-- Opening Marker --

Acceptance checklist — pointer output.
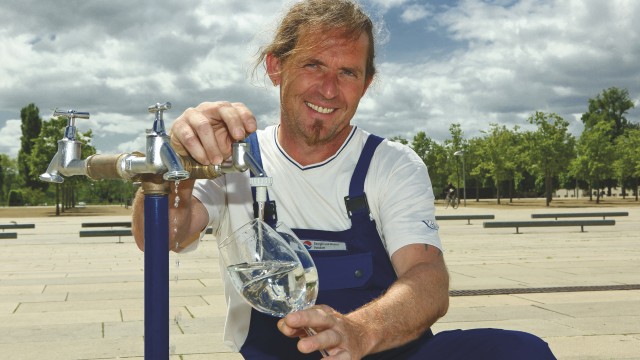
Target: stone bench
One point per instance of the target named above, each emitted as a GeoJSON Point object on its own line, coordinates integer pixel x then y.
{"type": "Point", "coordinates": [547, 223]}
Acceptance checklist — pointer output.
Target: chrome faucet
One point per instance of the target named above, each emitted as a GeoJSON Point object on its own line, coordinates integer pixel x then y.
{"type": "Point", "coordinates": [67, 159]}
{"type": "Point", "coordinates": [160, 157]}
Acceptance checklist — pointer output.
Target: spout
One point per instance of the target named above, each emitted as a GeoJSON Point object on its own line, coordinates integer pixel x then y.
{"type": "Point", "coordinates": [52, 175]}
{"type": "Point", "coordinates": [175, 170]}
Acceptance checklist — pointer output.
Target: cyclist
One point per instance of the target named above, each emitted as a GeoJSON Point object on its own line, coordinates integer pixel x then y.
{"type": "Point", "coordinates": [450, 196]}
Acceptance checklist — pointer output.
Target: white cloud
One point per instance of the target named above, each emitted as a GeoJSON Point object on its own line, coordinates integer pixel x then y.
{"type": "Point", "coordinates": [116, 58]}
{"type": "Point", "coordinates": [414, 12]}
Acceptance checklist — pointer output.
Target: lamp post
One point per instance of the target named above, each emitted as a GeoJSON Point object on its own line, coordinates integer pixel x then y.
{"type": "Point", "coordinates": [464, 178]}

-- Closing Marker --

WHAT TO WORK ON —
In your copy, repeat the records above exactly and include no images.

TASK OUTPUT —
Acceptance checklist — pointer output.
Target: stone bench
One point per instance of the target named above, each emitted as a GeoJSON Point object on its own line, coordinates integer pixel x then y.
{"type": "Point", "coordinates": [547, 223]}
Acceptance checklist — pointer output.
Target: chrome faucet
One point per instance of the target named above, each emitted as a GeoJSON Point object on its own line, coordinates integer pixel x then y.
{"type": "Point", "coordinates": [67, 159]}
{"type": "Point", "coordinates": [160, 157]}
Acceptance checklist — pointer output.
Target: spout
One point per instance of the target named above, each emitted as a GeoJSON Point object on its own line, coordinates integer pixel x then y.
{"type": "Point", "coordinates": [52, 175]}
{"type": "Point", "coordinates": [175, 170]}
Acceptance checklist — pointer output.
Target: cyclist
One point per instance of the target named above, each emitted as a GeoJSON Point object on its own line, coordinates integer pixel x then y.
{"type": "Point", "coordinates": [450, 196]}
Acceptance checklist — pointer output.
Target: white cloud
One point per instance of the target named above, each emitted as a GeoJSON Point object on its own line, coordinates integer pixel x then y.
{"type": "Point", "coordinates": [116, 58]}
{"type": "Point", "coordinates": [414, 12]}
Acceptance checklist — pointer output.
Target: lamp post
One point per instance of the target named above, each emitted as a GeoJSON Point object on its own line, coordinates integer pixel x then y.
{"type": "Point", "coordinates": [464, 178]}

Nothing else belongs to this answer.